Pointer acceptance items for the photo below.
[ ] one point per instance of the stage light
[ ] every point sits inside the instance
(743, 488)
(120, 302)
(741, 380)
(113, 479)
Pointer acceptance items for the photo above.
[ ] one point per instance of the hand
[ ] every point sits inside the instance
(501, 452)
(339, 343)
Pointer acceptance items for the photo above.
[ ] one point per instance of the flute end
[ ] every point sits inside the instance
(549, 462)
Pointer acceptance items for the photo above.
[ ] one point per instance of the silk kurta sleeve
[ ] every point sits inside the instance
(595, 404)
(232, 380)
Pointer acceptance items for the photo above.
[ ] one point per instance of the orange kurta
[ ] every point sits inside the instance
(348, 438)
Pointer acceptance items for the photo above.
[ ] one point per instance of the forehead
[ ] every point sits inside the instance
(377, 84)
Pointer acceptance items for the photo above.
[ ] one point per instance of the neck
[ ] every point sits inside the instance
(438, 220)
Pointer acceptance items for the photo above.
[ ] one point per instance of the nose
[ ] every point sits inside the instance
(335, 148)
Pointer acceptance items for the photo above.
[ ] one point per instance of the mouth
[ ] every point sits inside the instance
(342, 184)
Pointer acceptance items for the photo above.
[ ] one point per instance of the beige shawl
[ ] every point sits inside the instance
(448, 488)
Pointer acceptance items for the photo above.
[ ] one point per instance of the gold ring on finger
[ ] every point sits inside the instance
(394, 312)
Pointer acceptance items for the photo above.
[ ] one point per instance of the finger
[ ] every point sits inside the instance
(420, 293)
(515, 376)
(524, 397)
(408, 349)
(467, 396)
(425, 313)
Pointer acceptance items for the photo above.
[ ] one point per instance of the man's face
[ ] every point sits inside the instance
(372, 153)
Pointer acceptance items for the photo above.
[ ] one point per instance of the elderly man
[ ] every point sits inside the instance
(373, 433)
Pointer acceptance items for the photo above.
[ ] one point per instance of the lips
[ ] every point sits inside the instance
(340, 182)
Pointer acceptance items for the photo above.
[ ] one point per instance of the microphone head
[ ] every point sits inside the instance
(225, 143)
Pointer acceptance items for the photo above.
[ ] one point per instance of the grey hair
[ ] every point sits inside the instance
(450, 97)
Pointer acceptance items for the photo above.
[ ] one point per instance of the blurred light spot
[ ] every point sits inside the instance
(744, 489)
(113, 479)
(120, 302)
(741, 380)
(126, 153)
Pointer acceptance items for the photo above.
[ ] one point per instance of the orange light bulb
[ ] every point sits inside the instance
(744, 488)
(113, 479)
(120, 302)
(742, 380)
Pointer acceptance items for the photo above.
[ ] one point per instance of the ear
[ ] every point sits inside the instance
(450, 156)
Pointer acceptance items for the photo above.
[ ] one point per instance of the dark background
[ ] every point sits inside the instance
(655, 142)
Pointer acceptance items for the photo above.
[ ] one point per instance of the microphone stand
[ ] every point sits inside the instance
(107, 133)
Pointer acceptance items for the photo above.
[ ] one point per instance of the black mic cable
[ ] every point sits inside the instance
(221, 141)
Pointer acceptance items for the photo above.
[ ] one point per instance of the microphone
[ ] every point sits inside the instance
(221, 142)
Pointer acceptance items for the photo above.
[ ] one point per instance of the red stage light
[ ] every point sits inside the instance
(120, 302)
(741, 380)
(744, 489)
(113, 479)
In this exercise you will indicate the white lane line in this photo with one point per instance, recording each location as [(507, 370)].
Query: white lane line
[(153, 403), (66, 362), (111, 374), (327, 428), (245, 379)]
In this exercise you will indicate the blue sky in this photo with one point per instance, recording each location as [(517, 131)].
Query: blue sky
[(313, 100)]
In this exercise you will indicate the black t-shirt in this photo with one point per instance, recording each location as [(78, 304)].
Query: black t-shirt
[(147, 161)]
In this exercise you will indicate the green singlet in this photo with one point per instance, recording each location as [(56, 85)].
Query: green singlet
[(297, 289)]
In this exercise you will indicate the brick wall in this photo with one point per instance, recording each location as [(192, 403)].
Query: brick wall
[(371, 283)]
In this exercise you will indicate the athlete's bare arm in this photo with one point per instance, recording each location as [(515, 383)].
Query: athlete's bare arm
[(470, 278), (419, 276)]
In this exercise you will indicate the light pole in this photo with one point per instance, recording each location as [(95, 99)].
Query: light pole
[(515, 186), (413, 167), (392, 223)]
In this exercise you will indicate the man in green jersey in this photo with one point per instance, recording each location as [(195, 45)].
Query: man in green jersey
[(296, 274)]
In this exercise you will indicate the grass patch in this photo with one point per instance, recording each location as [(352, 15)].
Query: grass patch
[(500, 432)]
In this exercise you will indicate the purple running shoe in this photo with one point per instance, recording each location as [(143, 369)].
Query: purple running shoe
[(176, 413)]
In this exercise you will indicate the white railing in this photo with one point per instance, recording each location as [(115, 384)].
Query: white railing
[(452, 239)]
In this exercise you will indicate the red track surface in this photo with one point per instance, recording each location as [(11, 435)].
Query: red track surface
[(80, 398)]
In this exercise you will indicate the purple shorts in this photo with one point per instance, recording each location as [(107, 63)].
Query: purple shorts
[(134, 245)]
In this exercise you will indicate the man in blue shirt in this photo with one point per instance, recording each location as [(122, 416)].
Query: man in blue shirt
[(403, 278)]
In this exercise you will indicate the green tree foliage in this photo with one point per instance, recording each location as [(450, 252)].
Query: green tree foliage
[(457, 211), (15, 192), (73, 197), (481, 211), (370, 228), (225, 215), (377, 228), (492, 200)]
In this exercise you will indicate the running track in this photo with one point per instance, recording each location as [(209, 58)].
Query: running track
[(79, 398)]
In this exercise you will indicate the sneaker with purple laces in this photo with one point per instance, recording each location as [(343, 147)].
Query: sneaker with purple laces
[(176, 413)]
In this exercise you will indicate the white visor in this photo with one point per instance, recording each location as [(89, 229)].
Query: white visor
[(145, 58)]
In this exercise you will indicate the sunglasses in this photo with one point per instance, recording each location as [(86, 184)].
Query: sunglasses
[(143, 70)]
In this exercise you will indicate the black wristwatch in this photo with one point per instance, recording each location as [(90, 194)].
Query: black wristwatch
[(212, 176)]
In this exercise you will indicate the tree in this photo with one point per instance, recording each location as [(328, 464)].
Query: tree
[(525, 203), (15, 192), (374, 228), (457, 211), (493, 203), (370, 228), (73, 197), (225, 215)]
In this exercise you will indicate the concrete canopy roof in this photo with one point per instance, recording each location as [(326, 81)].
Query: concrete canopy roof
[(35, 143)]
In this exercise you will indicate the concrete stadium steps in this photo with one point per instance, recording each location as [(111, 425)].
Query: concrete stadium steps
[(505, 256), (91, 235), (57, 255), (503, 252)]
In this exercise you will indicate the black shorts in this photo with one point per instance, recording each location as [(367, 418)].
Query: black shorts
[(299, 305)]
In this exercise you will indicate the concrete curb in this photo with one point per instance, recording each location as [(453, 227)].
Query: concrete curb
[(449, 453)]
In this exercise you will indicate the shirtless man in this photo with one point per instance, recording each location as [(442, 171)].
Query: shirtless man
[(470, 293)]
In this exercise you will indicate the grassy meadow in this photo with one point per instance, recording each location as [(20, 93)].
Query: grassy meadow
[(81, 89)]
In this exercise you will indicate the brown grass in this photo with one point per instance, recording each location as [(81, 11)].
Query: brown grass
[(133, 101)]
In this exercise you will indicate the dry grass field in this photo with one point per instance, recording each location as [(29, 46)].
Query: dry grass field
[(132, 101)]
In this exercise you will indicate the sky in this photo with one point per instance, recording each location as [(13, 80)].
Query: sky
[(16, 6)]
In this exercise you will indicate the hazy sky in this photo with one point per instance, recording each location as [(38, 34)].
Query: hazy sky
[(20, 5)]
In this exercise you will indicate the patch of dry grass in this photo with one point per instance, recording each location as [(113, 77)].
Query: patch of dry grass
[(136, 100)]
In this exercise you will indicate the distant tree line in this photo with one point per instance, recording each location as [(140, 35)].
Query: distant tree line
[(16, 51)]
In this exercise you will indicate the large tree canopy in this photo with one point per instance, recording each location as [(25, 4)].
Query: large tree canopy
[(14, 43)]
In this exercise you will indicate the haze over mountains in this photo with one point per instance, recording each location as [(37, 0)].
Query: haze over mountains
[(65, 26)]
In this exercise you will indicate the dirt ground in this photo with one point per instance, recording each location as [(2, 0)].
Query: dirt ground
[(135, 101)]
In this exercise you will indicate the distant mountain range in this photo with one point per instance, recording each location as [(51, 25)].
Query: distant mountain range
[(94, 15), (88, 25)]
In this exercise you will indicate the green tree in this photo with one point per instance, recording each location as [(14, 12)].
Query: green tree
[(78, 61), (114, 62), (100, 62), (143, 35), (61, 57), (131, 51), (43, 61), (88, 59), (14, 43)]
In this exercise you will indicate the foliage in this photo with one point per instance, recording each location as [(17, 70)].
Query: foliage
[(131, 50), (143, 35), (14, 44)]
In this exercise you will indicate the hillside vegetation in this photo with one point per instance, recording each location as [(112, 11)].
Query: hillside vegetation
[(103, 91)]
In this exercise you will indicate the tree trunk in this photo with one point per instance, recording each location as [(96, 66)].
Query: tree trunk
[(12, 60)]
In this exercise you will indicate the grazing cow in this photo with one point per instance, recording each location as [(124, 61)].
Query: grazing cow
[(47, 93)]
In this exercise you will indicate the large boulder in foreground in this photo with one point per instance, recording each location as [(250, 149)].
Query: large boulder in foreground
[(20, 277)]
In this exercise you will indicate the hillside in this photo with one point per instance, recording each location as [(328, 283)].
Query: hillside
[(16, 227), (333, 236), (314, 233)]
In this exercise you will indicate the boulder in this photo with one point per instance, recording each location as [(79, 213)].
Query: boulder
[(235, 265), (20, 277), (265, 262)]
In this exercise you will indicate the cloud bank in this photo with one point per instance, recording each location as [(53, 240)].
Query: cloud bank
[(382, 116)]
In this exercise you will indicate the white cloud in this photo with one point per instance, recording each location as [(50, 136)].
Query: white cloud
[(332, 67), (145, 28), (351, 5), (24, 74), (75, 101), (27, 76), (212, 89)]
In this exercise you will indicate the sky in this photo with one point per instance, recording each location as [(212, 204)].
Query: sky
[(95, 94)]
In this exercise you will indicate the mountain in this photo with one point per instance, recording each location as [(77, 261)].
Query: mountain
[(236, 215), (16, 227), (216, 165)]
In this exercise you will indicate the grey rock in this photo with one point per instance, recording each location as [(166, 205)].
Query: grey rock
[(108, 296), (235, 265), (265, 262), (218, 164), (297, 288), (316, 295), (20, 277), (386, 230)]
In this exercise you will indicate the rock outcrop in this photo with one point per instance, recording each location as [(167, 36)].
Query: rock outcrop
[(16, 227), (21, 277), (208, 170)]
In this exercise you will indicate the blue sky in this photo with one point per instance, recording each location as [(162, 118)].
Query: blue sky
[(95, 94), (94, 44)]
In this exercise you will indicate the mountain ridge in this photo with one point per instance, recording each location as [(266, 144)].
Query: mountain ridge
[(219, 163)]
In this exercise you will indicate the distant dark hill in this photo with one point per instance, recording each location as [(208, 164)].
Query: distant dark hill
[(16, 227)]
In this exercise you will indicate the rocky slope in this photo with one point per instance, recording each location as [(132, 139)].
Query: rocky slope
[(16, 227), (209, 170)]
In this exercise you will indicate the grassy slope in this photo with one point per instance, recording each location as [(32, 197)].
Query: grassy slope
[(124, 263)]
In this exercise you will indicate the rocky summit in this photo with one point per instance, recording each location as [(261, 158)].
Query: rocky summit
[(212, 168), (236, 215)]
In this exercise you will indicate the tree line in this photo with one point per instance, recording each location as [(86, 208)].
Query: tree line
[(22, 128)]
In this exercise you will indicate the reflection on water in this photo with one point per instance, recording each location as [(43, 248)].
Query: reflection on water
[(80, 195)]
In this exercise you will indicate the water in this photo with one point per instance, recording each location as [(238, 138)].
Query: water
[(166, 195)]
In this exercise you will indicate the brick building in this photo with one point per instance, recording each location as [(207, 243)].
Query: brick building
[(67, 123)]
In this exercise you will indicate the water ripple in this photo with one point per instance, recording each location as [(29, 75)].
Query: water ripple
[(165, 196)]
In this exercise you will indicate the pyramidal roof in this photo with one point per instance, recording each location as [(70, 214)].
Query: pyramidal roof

━━━━

**OBJECTIVE**
Rescale the part of the listing above that begins at the line containing "In this exercise you will indicate the running" and ends after the line containing "[(145, 58)]", giving every line again with the requests copied unchanged. Multiply each point coordinate in the answers by 1.1 and round to the nearest whole number, rounding halves up.

**OUTPUT OF THE TASK**
In this exercise you will indicate the running track in this photo with one point per instance, recording each location as [(209, 58)].
Query: running track
[(87, 438)]
In this exercise you will indicate the sneaker with purple laces in this photo with one point per instance, recording each location as [(343, 147)].
Query: sneaker with purple laces
[(194, 454)]
In this exercise you will indicate the white visor in this photo with one point per instance, recording each location as [(89, 229)].
Query: white visor
[(160, 64)]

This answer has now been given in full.